TASK TO COMPLETE:
Rewrite the listing below, changing every "Annotation task" to "Labeling job" and leaving everything else as it is.

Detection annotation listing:

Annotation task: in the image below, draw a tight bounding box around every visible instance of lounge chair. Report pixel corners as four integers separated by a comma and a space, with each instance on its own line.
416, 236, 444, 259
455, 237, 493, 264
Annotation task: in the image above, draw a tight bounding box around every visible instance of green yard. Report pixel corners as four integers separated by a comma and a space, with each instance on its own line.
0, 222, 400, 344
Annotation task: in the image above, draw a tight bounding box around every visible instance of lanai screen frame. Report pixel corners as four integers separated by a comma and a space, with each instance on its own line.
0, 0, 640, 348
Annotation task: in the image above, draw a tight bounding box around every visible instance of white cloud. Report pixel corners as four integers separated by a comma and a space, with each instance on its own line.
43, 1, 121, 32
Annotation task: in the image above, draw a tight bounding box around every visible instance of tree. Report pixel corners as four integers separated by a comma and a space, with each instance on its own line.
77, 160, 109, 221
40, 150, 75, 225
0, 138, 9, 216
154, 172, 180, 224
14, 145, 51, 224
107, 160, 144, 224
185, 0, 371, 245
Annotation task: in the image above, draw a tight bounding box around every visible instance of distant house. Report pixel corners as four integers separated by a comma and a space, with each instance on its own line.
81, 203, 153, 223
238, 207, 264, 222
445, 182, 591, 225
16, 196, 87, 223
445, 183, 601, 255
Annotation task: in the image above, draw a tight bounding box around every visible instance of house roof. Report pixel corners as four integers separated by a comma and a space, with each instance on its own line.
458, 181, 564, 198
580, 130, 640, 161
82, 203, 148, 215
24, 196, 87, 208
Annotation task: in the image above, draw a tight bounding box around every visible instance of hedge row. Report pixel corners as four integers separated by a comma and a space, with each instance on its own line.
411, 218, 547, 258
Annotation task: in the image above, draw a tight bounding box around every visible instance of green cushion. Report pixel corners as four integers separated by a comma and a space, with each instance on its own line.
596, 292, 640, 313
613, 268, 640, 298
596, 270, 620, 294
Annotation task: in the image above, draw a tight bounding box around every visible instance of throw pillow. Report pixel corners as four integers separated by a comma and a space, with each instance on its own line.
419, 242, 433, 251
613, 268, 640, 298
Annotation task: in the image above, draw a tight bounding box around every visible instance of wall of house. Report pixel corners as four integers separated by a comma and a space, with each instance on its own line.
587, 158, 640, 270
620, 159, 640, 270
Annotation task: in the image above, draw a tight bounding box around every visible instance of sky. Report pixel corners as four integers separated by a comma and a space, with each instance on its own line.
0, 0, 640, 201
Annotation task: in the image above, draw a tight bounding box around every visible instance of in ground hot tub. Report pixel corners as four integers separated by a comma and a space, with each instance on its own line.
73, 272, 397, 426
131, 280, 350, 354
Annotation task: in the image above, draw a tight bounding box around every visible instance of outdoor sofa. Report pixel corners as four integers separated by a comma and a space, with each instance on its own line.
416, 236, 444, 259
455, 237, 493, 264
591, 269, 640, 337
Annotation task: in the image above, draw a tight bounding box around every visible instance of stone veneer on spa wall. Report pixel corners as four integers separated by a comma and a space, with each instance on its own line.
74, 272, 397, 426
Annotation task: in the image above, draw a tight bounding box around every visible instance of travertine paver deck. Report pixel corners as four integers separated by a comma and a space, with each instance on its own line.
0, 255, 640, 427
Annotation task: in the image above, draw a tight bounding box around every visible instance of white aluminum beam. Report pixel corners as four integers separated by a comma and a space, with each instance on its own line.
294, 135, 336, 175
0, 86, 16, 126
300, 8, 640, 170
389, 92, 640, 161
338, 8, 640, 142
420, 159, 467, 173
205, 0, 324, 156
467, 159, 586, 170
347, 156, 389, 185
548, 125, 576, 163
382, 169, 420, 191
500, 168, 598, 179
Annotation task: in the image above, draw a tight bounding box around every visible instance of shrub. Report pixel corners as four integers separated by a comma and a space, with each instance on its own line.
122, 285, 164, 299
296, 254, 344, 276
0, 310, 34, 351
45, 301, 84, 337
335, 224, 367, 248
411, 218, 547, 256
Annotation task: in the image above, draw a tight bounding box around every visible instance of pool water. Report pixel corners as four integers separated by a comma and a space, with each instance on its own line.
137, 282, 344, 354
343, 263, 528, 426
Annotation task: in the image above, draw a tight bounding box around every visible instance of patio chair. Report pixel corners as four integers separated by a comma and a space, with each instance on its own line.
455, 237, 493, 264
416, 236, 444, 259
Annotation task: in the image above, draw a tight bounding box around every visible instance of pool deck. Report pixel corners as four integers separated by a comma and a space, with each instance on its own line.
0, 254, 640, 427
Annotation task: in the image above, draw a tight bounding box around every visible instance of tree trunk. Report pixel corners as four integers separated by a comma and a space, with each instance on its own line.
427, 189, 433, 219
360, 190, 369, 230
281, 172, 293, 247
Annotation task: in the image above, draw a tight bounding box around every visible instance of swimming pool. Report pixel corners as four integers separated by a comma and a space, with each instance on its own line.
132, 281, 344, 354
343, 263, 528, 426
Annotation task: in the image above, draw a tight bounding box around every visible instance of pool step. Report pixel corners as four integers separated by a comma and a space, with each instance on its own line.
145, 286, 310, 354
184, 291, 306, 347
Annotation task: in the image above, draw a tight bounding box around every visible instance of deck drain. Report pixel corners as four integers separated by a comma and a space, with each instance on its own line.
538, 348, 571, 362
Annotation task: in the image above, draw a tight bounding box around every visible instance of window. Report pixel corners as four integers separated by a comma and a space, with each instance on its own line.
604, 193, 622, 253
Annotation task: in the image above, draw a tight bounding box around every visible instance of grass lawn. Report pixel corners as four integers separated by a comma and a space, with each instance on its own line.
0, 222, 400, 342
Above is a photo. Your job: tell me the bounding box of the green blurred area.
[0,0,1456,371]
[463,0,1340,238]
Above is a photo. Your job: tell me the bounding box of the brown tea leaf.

EXERCISE RESPONSE:
Labeling job: in the image below, draw a tight bounding box around every visible instance of lounge chair. Report pixel corners as four integers separated by a comma and a space, with each instance on its own line.
416, 236, 444, 259
455, 237, 493, 264
Labeling job: in the image above, draw a tight bounding box around every visible instance of green yard. Report pixel corners as four integers separated by a comma and a space, with each instance on its own line.
0, 222, 400, 344
Labeling job: in the image above, draw a tight bounding box around every visible instance of lanai screen frame. Report pixel corners as four integers separated by a comma and a space, with each instance on its own line.
0, 0, 640, 348
Labeling job: in the image above, draw a tight bounding box around every visible instance of white cloud. Report pixel corners as four integers separated by a comma and a space, with each instance on its own line.
43, 1, 121, 32
Labeling job: in the image above, draw a tight bounding box around every visible instance of tree. Report pixel corners as four integers separated by a comma and a space, with each instance on its own line.
77, 160, 109, 221
40, 150, 75, 225
0, 138, 9, 216
154, 172, 180, 224
14, 145, 51, 224
107, 160, 144, 224
185, 0, 371, 245
Labeling job: in the image above, draw a tight bounding box around every visible instance of distant house. Report pixel corners as four integers separated by a comma and a space, with each instance on its own line.
81, 203, 153, 223
238, 207, 264, 222
445, 182, 591, 225
16, 196, 87, 223
445, 183, 601, 255
Labeling job: in the image above, draw a tight bounding box around every visible instance of house roof. Report pixel corners as four integers separated by a comma and a space, with each instance on its own line.
458, 181, 564, 198
580, 130, 640, 161
82, 203, 148, 215
24, 196, 87, 208
Labeling job: in the image above, draw a tight bounding box around every visible instance of hedge row. Report pixel corners as four integers separated by a comma and a space, with each instance on its own line.
411, 218, 547, 258
Labeling job: in the image above, draw a tight bounding box around every visible instance of green cushion. Report pixel corners as four integers separated by a comma and a space, with each instance on its own line.
596, 292, 640, 313
613, 268, 640, 298
596, 270, 620, 294
Labeling job: in the image above, draw a tight bounding box around every visible instance of throw pillow. Report pixel corners as four integers separated by a comma and a space, with each instance on its own line.
419, 242, 433, 251
613, 268, 640, 298
Labeling job: in the image above, draw a tight bounding box around every visible instance of wall of house. Report pixel corners as four integers separated by a comma and a space, with each instance on its own line.
587, 158, 640, 270
620, 159, 640, 270
Labeling job: in the image above, draw a tight bounding box around every visible instance of sky. Report pixel corners as four integers separated by a comma and a space, with each instance on its own line.
0, 0, 640, 201
Labeling job: in the image above, draw a tight bounding box around every visible instance of in ground hot tub. Report pixel corners as four integers separated by a comma and a space, with each instance on its own line.
73, 272, 397, 426
131, 280, 350, 354
Labeling job: in the image above, draw a tight bounding box around every visible instance of outdoor sofa. Report pixel corners as four integers separated by a comma and a space, with each instance on its own line.
416, 236, 444, 259
455, 237, 493, 264
591, 269, 640, 337
Labeling job: in the image above, draw a tight bounding box around every visible instance of stone veneer on spa wall. Report pixel corners as four integers separated by a comma and a space, with each instance on its own line.
74, 272, 397, 426
Labeling job: in the image above, draw a tight bounding box around every visible instance of travertine paver deck. Report pixel corners as four integers separated by a comma and a space, with each instance on its own line.
0, 255, 640, 427
Labeling job: in the image above, draw a tight bounding box around every visible instance of white aluminum beam. Report pixel corners as four integers separated by a comma and a space, with each instance on its own line.
294, 135, 336, 175
0, 86, 16, 126
300, 8, 640, 170
389, 92, 640, 161
338, 8, 640, 142
420, 159, 467, 173
205, 0, 324, 156
467, 159, 586, 170
347, 156, 389, 185
548, 125, 576, 163
382, 169, 420, 191
500, 168, 598, 179
Labeling job: in the image above, draw a tight bounding box around every visible instance of shrub. Report pixel corners as four integers separated by a comma and a space, with each instance on its own line.
122, 285, 164, 299
296, 254, 344, 276
0, 310, 34, 351
45, 301, 84, 337
335, 224, 367, 248
411, 218, 547, 256
Labeling job: in the image above, draw a tight bounding box around every visible instance of pool water. Report pixel corners as four integers separated by a comma and a space, with each instance on its own line.
137, 282, 344, 354
343, 263, 528, 426
Labeling job: in the image above, draw a tight bounding box around every visible instance of patio chair. Report pixel corners as four integers separated by a comma and a space, with each instance on its own line.
455, 237, 493, 264
416, 236, 444, 259
Labeling job: in the image above, draw a tight bounding box around every visible instance of pool deck. Report pixel corners as four integers separated by a comma and a space, with each instance on its own line.
0, 254, 640, 427
Labeling job: in the image above, draw a tight bounding box around every visible instance of tree trunk. Report pixel corners as four integers separated by a comma and a space, with each instance on its own line.
427, 189, 433, 219
360, 190, 369, 230
281, 172, 293, 247
Labeling job: in the image above, draw a tight bounding box around every visible instance of swimming pool. Report pixel corners as four integers separated by a comma and a space, with each instance on its own line.
132, 281, 344, 354
343, 263, 528, 426
Labeling job: in the image above, draw a tight bounding box around every visible instance of pool step. Report pixel corners as four integers separated by a comma and a space, with each instance on its own line.
145, 286, 310, 354
184, 291, 306, 347
Labeling job: in the image above, draw a tight bounding box around every visible instance of deck drain. Report pixel corners as four integers separated by a comma and a space, with each instance on its own line.
538, 348, 571, 362
Labeling job: in the image above, draw a tight bounding box around every visible instance of window. Report pixel corners as four integers separated by a comma and a space, with each instance on its own line.
604, 193, 622, 253
Labeling job: in the image above, draw a tight bounding box around every visible instance of grass lawn. Report pixel corners as four integers separated by a comma and a space, with each instance on its own line.
0, 222, 400, 342
Above is a photo. Your job: tell me the bounding box of the green blurred area.
[0,0,1456,371]
[463,0,1340,238]
Above is a photo. Your job: tell me the bounding box of the brown tea leaf.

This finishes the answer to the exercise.